§ CATATAN TERSEDIA:
================================
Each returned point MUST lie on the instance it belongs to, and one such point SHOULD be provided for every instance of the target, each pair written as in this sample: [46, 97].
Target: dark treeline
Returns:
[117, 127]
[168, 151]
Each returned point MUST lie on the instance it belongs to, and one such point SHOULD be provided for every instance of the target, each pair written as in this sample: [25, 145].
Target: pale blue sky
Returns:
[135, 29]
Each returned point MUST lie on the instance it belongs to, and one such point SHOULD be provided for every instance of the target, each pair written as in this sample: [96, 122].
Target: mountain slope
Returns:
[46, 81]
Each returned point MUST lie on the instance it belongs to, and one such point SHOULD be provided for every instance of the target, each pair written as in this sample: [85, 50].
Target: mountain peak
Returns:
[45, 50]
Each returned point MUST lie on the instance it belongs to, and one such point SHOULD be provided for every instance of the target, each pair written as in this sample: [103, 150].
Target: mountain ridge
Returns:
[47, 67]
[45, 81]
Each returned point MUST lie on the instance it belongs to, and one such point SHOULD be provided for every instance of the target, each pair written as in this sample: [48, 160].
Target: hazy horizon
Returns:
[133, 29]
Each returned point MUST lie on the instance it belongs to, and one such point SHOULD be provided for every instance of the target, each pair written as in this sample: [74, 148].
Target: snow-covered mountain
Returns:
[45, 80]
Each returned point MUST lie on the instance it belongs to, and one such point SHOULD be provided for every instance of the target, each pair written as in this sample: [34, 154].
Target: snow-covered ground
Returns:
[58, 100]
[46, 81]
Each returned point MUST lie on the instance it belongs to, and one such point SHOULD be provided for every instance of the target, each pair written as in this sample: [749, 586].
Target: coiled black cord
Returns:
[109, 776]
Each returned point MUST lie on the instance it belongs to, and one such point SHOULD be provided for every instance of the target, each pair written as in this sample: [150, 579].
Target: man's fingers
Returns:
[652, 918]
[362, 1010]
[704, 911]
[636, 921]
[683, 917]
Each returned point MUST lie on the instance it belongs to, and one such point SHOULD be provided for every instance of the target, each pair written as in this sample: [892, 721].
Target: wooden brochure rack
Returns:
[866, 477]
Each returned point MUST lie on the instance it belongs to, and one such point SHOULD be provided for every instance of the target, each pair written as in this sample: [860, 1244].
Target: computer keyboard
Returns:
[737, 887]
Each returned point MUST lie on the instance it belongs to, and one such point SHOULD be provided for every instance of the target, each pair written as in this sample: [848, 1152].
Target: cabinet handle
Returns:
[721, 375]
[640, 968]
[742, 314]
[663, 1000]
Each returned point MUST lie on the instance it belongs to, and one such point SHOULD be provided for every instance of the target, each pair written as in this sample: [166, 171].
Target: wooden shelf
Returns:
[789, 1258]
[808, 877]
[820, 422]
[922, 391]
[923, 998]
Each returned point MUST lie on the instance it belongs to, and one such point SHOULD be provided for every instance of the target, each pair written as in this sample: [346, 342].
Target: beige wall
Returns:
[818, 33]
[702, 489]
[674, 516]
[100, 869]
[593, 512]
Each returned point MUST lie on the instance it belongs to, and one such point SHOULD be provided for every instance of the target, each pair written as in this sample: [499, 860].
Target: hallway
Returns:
================================
§ KERJAKAN INI: Sunting seluruh catatan di atas dengan mengganti setiap "wooden" menjadi "metal", lalu tuliskan kembali semua barisnya tanpa mengubah bagian lain.

§ HASIL:
Each returned point MUST lie on the instance it belongs to, and one such point SHOULD be provided for every instance of the target, each pair written as in this sample: [46, 97].
Target: dark treeline
Returns:
[117, 127]
[168, 151]
Each returned point MUST lie on the instance it belongs to, and one such point SHOULD be provided for every instance of the target, each pair written as in this sample: [25, 145].
Target: pale blue sky
Returns:
[135, 29]
Each returned point MUST lie on the instance it belongs to, and one such point SHOULD be provided for every instance of the target, each pair written as in this sample: [96, 122].
Target: mountain slope
Returns:
[46, 81]
Each returned point MUST lie on the instance it belongs to, and one such point SHOULD be provided for every instance of the target, each pair written as in this sample: [85, 50].
Target: mountain peak
Returns:
[45, 50]
Each returned point MUST lie on the instance it belongs to, and one such point SHOULD be provided for every instance of the target, each pair written as in this sample: [103, 150].
Target: mountain ridge
Returns:
[47, 67]
[45, 81]
Each returned point MUST lie on the instance it belongs to, and one such point SHOULD be provided for every instance of the target, each pair written as in this sample: [48, 160].
Target: hazy horizon
Returns:
[133, 29]
Each returned point MUST lie on the instance it belongs to, and one such point SHOULD be provided for every instance of the target, each pair written as in this sample: [74, 148].
Target: snow-covered mountain
Returns:
[45, 80]
Each returned point MUST lie on the instance it belongs to, and one such point SHOULD be provided for every instance of the target, each pair written as in this sample: [34, 154].
Target: snow-covered ground
Returns:
[58, 100]
[46, 81]
Each returned point MUST lie on the instance it belongs to, and one such point SHOULD be provided for every instance of the target, each pair written as in this sample: [749, 586].
Target: coiled black cord
Returns:
[109, 776]
Each returned point MUST lie on the instance it belongs to, and one such point SHOULD be provided for every instance of the target, each pair written as in this sample: [150, 579].
Target: man's fingers
Returns:
[652, 918]
[362, 1010]
[704, 911]
[636, 921]
[683, 917]
Each returned point MUST lie on the instance it belongs to, and one such point SHOULD be provided for every instance of the target, each pair written as in this sample: [892, 721].
Target: metal brochure rack
Returns:
[866, 477]
Each returned point MUST lie on the instance it belongs to, and one such point SHOULD be provided for every instance of the target, each pair written as in this sample: [860, 1244].
Target: computer keyboard
Returns:
[737, 887]
Each returned point MUST lie on the instance it belongs to, and one such point SHOULD be provided for every instance of the target, each pair written as in this sample: [848, 1152].
Target: cabinet handle
Returns:
[721, 375]
[640, 968]
[742, 314]
[663, 1000]
Each returned point MUST lie on the instance it belongs to, and one such point SHOULD be provided for every instance of the target, each pair written as in this sample: [166, 171].
Target: metal shelf
Returns:
[789, 1258]
[808, 877]
[820, 422]
[922, 391]
[923, 998]
Each returned point MUST lie on the instance it belongs to, and one such point SHOULD be provided for every instance of the target, each pair written as in this sample: [346, 342].
Target: beige wall
Returns:
[818, 33]
[702, 489]
[674, 516]
[100, 869]
[593, 512]
Each returned point MUST lie on the instance it belongs to, and one such point SHOULD be provided for every instance of the target, each pair written as in this sample: [499, 860].
Target: hallway
Returns:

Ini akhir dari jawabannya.